Dataset items:
>> START

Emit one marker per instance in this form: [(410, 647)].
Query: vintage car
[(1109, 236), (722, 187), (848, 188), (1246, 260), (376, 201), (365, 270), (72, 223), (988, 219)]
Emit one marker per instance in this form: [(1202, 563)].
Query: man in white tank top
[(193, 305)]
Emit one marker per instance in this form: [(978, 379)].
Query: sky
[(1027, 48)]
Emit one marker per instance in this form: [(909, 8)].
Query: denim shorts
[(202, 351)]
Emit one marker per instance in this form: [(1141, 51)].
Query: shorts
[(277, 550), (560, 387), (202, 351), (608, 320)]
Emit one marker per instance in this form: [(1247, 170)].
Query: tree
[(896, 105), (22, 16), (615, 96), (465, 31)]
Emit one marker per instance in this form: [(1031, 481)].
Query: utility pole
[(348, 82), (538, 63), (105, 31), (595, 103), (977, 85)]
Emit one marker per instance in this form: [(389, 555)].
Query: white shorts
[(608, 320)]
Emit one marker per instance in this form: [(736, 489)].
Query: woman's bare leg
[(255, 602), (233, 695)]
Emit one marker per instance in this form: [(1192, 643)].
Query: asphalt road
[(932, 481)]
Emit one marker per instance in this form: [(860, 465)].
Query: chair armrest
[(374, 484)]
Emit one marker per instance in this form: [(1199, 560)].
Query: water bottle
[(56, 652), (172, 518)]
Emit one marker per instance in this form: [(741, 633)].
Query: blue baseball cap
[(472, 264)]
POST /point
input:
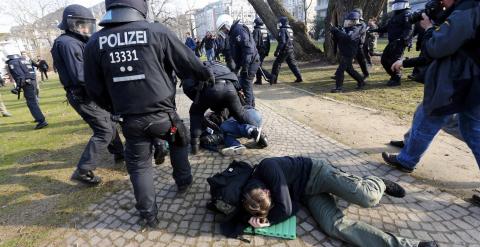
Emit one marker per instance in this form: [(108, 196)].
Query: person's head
[(398, 5), (224, 23), (352, 19), (258, 202), (124, 11)]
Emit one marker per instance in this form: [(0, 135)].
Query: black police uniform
[(399, 34), (222, 94), (128, 67), (262, 41), (285, 52), (245, 55), (67, 53), (348, 40), (24, 75)]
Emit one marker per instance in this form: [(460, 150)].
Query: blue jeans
[(233, 130), (210, 54), (425, 128)]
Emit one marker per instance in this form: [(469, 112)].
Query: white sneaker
[(235, 150)]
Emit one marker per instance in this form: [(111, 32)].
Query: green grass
[(36, 195), (401, 101)]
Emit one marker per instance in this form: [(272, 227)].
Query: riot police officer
[(67, 52), (244, 53), (21, 72), (348, 40), (399, 34), (262, 40), (285, 52), (128, 70)]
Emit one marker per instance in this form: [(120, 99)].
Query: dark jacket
[(67, 53), (452, 82), (133, 74), (398, 27), (286, 178), (242, 45), (348, 40)]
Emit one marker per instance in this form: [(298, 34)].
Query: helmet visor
[(82, 26), (400, 6)]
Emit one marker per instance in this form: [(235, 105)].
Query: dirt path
[(448, 163)]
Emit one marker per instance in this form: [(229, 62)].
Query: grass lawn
[(36, 194), (401, 101)]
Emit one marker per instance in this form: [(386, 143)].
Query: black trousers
[(362, 61), (222, 95), (346, 65), (393, 52), (260, 69), (288, 56), (105, 133), (138, 156)]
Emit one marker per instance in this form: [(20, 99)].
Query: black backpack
[(226, 188)]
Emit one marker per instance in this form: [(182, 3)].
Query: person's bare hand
[(426, 23), (397, 66), (256, 223)]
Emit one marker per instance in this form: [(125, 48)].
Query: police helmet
[(78, 19), (353, 18), (400, 5), (224, 22), (258, 21), (124, 11)]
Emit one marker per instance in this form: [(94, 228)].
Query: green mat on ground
[(286, 229)]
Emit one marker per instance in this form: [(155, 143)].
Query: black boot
[(393, 189), (391, 159)]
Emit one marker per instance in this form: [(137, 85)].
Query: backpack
[(226, 188)]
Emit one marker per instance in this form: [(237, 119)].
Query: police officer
[(399, 35), (67, 52), (348, 40), (361, 57), (285, 52), (21, 72), (223, 93), (128, 70), (244, 53), (262, 40)]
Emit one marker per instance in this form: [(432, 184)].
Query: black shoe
[(398, 144), (299, 80), (476, 199), (393, 83), (118, 158), (427, 244), (391, 159), (393, 189), (86, 177), (41, 125), (182, 189)]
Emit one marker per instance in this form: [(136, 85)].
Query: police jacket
[(452, 81), (262, 39), (398, 27), (242, 45), (348, 40), (129, 67), (285, 39), (67, 53), (18, 68)]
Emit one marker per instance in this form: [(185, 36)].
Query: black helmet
[(79, 20), (123, 11)]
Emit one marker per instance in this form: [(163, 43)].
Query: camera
[(433, 9)]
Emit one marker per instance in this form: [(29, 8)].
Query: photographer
[(452, 83)]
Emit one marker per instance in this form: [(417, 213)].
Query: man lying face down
[(279, 185)]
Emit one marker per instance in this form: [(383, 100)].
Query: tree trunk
[(305, 49), (337, 9)]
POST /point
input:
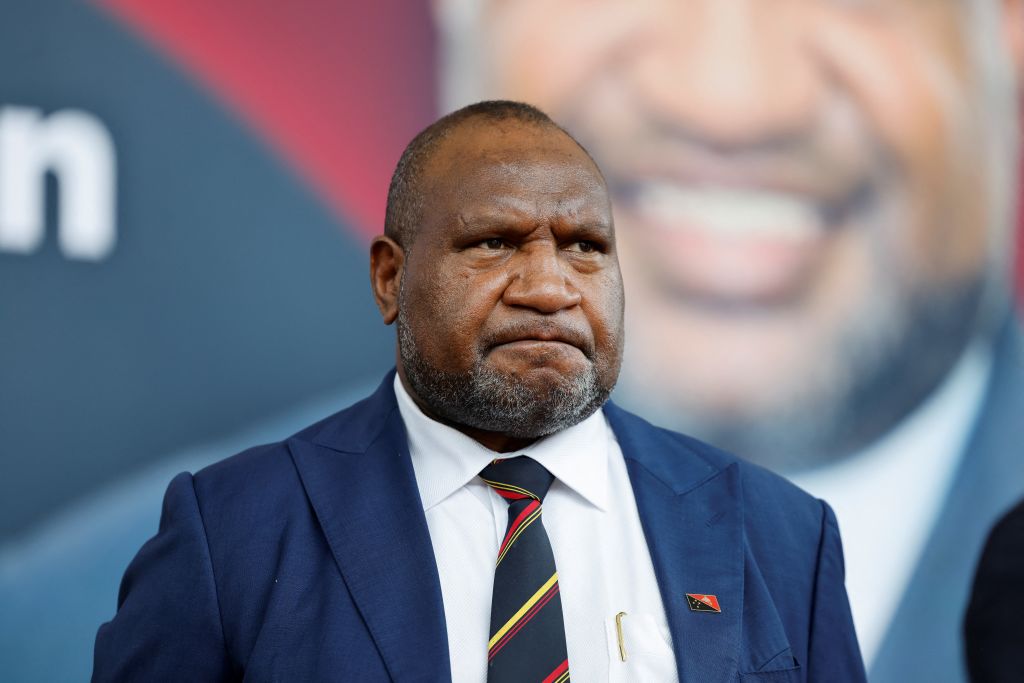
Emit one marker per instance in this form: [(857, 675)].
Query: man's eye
[(585, 247)]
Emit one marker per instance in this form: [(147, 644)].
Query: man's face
[(511, 302), (803, 189)]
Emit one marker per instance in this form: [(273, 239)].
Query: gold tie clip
[(619, 632)]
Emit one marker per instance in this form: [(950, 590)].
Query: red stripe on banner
[(338, 88)]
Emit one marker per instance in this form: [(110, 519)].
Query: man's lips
[(730, 244), (524, 337)]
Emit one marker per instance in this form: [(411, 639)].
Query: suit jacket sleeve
[(834, 653), (168, 623)]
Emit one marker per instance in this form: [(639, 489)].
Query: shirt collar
[(445, 460)]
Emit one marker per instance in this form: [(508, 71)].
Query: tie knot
[(517, 478)]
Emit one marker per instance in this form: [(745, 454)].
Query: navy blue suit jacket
[(309, 559)]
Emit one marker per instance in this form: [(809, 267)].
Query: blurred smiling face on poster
[(814, 197)]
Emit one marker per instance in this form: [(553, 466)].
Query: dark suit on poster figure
[(309, 559), (924, 641)]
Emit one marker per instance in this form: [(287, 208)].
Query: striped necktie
[(527, 636)]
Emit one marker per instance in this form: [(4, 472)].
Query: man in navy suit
[(363, 548)]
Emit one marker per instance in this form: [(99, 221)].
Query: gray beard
[(489, 400), (890, 369)]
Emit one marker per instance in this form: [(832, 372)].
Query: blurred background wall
[(816, 209)]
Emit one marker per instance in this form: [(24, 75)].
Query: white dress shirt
[(888, 497), (591, 518)]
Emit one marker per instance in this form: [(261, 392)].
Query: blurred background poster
[(816, 205)]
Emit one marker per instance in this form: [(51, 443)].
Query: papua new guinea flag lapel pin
[(699, 602)]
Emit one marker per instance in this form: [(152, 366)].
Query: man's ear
[(387, 259)]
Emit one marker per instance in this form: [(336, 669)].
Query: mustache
[(567, 332)]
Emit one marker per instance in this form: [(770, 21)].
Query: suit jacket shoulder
[(769, 552)]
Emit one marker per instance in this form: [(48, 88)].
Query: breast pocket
[(646, 647)]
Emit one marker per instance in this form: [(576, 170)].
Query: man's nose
[(542, 281), (728, 72)]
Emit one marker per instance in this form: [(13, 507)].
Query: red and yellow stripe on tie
[(522, 616), (559, 675), (529, 514)]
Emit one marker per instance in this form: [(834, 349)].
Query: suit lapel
[(357, 474), (692, 518)]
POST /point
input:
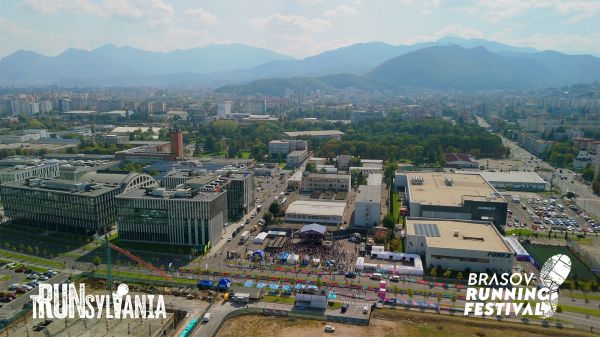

>> END

**INSTRUCTIONS TO FOLLOW:**
Rewrite every line of the data above as a numbered list. Skip any blank lines and leave the pictures out.

**EXERCISE SOLUTION:**
1. Emit one marker per instance in this form: [(410, 647)].
2. Query: vintage car
3. [(1109, 236), (722, 187), (848, 188), (1246, 260), (376, 201), (365, 270), (72, 223), (988, 219)]
4. Emit one marker per instance in this form: [(1202, 563)].
5. Query: man in white tank top
6. [(193, 305)]
7. Emit one marker per instance in this form: [(978, 379)].
8. Query: sky
9. [(1027, 48)]
10. Emit one marker per instance in this form: [(909, 8)].
11. Query: denim shorts
12. [(202, 351)]
13. Emit one marker per instance in this form: [(1141, 51)].
14. Query: shorts
15. [(277, 550), (560, 387), (202, 351), (608, 320)]
16. Emit one marker per instance in this form: [(1247, 170)].
17. Query: tree
18. [(896, 105), (22, 16), (615, 96), (465, 31)]
19. Emit one marker per instance in this form: [(1031, 481)].
20. Query: utility pole
21. [(348, 82), (538, 63), (105, 31), (595, 103), (977, 85)]
22. Emit one marker per instance in this form: [(389, 555)].
23. Query: white shorts
24. [(608, 320)]
25. Emit one marker per instance in this form: [(736, 489)].
26. Query: woman's bare leg
27. [(255, 602), (233, 695)]
28. Emit one marker per instance in this form: [(1192, 643)].
29. Query: asphalt road
30. [(932, 481)]
31. Emit one marker per instance in this form: [(860, 465)].
32. Query: chair armrest
33. [(374, 484)]
34. Emit one marker per instance in this form: [(1199, 560)].
35. Query: water bottle
36. [(56, 652), (172, 518)]
37. Emit one marker per instance in this form: [(741, 633)].
38. Query: blue baseball cap
39. [(472, 264)]
40. POST /point
41. input:
42. Emit one marker per instance in this form: [(108, 196)].
43. Query: person's head
44. [(398, 5), (224, 23), (352, 19), (258, 202), (124, 11)]
45. Emit one marker per instance in this form: [(0, 135)].
46. Query: black police uniform
47. [(399, 34), (222, 94), (128, 67), (262, 41), (285, 52), (245, 55), (67, 53), (348, 40), (24, 75)]
48. Emit one marker per instance in this form: [(460, 150)].
49. Query: blue jeans
50. [(233, 130), (210, 54), (425, 128)]
51. Emit one marker per instance in this form: [(469, 112)].
52. Query: white sneaker
53. [(235, 150)]
54. Emit one marker per instance in this form: [(111, 32)].
55. Query: green grass
56. [(36, 195), (401, 101)]
57. Emit one marker per instance in this form: [(272, 227)].
58. Query: riot police officer
59. [(67, 52), (244, 53), (21, 72), (348, 40), (399, 34), (262, 40), (285, 52), (128, 70)]
60. Emit one marker per instance in this form: [(120, 99)].
61. Query: dark jacket
62. [(67, 53), (452, 82), (133, 74), (398, 27), (286, 178), (242, 45), (348, 40)]
63. Emit one marker per instance in this form: [(298, 34)].
64. Query: helmet visor
65. [(82, 26), (400, 6)]
66. Emit one marker per instance in this form: [(235, 105)].
67. Query: dirt path
68. [(448, 163)]
69. Emit one marker per instance in this form: [(229, 62)].
70. Query: grass lawn
71. [(36, 194), (401, 101)]
72. Emit one marker per instance in this form: [(386, 143)].
73. Query: black trousers
74. [(362, 61), (222, 95), (346, 65), (393, 52), (260, 69), (288, 56), (105, 133), (138, 156)]
75. Emit one marker per instance in this form: [(20, 99)].
76. Query: black backpack
77. [(226, 188)]
78. Emit one marker per instance in this form: [(182, 3)].
79. Query: person's bare hand
80. [(426, 23), (397, 66), (256, 223)]
81. Emit one marker per instance in this form: [(125, 48)].
82. Query: police helmet
83. [(78, 19), (353, 18), (400, 5), (224, 22), (258, 21), (124, 11)]
84. Emit one marker per instance in this form: [(94, 228)].
85. Query: green mat on ground
86. [(286, 229)]
87. Emit one marker per instance in this form: [(155, 143)].
88. Query: black boot
89. [(393, 189), (391, 159)]
90. Emit one marker per instance in this form: [(137, 85)].
91. Query: backpack
92. [(226, 188)]
93. Emit one marker per instance in this form: [(237, 119)].
94. Query: police officer
95. [(399, 35), (67, 52), (348, 40), (361, 57), (285, 52), (21, 72), (223, 93), (128, 70), (244, 53), (262, 40)]
96. Emit one marker per instance in this form: [(432, 184)].
97. Query: black shoe
98. [(398, 144), (299, 80), (476, 199), (393, 83), (118, 158), (427, 244), (391, 159), (393, 189), (86, 177), (41, 125), (182, 189)]
99. Emit one marker per instance in this form: [(136, 85)].
100. Query: police jacket
101. [(452, 81), (262, 39), (398, 27), (242, 45), (348, 40), (129, 67), (285, 39), (67, 53), (18, 68)]
102. Emit one marker per instance in this form: [(185, 36)].
103. Query: black helmet
104. [(79, 20), (123, 11)]
105. Emit one marker per instance in this form: [(163, 43)].
106. Query: camera
107. [(433, 9)]
108. Emit one marker per instance in this form: [(29, 8)].
109. Query: photographer
110. [(452, 83)]
111. Emit one marker per instance in this form: [(417, 213)].
112. Query: man lying face down
113. [(279, 185)]
114. Emit one marker per instance in this form: [(383, 100)].
115. Query: tree trunk
116. [(305, 49), (337, 9)]
117. POST /point
118. input:
119. Emit one marker per instance in this form: [(857, 675)].
120. Query: man's eye
121. [(585, 247)]
122. Emit one marker per instance in this form: [(147, 644)].
123. Query: man's face
124. [(511, 302), (803, 189)]
125. Emit one marker per instance in this form: [(273, 239)].
126. Query: gold tie clip
127. [(619, 632)]
128. Emit one marker per instance in this form: [(950, 590)].
129. Query: red stripe on banner
130. [(338, 88)]
131. Emit one marker per instance in this form: [(110, 519)].
132. Query: man's lips
133. [(730, 244), (524, 337)]
134. Emit one marker per instance in this form: [(411, 639)].
135. Query: suit jacket sleeve
136. [(834, 653), (168, 623)]
137. Emit one marker per instance in this form: [(639, 489)].
138. Query: shirt collar
139. [(445, 460)]
140. Emit one marker per instance in this form: [(508, 71)].
141. Query: tie knot
142. [(517, 478)]
143. Emit one marker per instance in this form: [(745, 454)].
144. Query: navy blue suit jacket
145. [(309, 559)]
146. Emit one marker per instance in this form: [(809, 267)].
147. Query: blurred smiling face on poster
148. [(814, 197)]
149. Emit one marker per instance in this form: [(553, 466)].
150. Query: dark suit on poster figure
151. [(309, 559), (924, 641)]
152. Emit one marker per instance in this form: [(287, 208)].
153. Query: striped necktie
154. [(527, 636)]
155. Emit one marker per instance in this form: [(4, 472)].
156. Query: man in navy suit
157. [(363, 548)]
158. Emit one marker per instance in this form: [(99, 221)].
159. Query: gray beard
160. [(489, 400), (890, 369)]
161. Emit one marker per instance in this form: [(832, 372)].
162. Query: blurred background wall
163. [(816, 209)]
164. Emit one marker per instance in this form: [(24, 75)].
165. Query: white dress shirt
166. [(888, 497), (591, 518)]
167. Emit one marker per instance in this form: [(261, 392)].
168. Query: blurred background poster
169. [(816, 205)]
170. Emit one marker per instance in this form: [(51, 443)].
171. Query: papua new guinea flag lapel pin
172. [(699, 602)]
173. Emit one marker per instance in this form: [(152, 366)].
174. Query: man's ear
175. [(387, 259)]
176. Emit one marker per instance in this form: [(336, 669)].
177. Query: mustache
178. [(567, 332)]
179. Emit one marker per instance in this form: [(770, 21)].
180. Query: suit jacket shoulder
181. [(769, 552)]
182. Emit one marker per instance in this form: [(48, 88)].
183. Query: breast pocket
184. [(646, 647)]
185. Emit one marker per instance in this form: [(576, 170)].
186. Query: man's nose
187. [(542, 281), (728, 72)]
188. Emit one marker per instance in this form: [(13, 507)].
189. Query: red and yellow stripe on tie
190. [(522, 616), (559, 675), (529, 514)]
191. Emit one marker per instance in this form: [(834, 349)].
192. Query: suit lapel
193. [(357, 474), (692, 518)]
194. POST /point
195. input:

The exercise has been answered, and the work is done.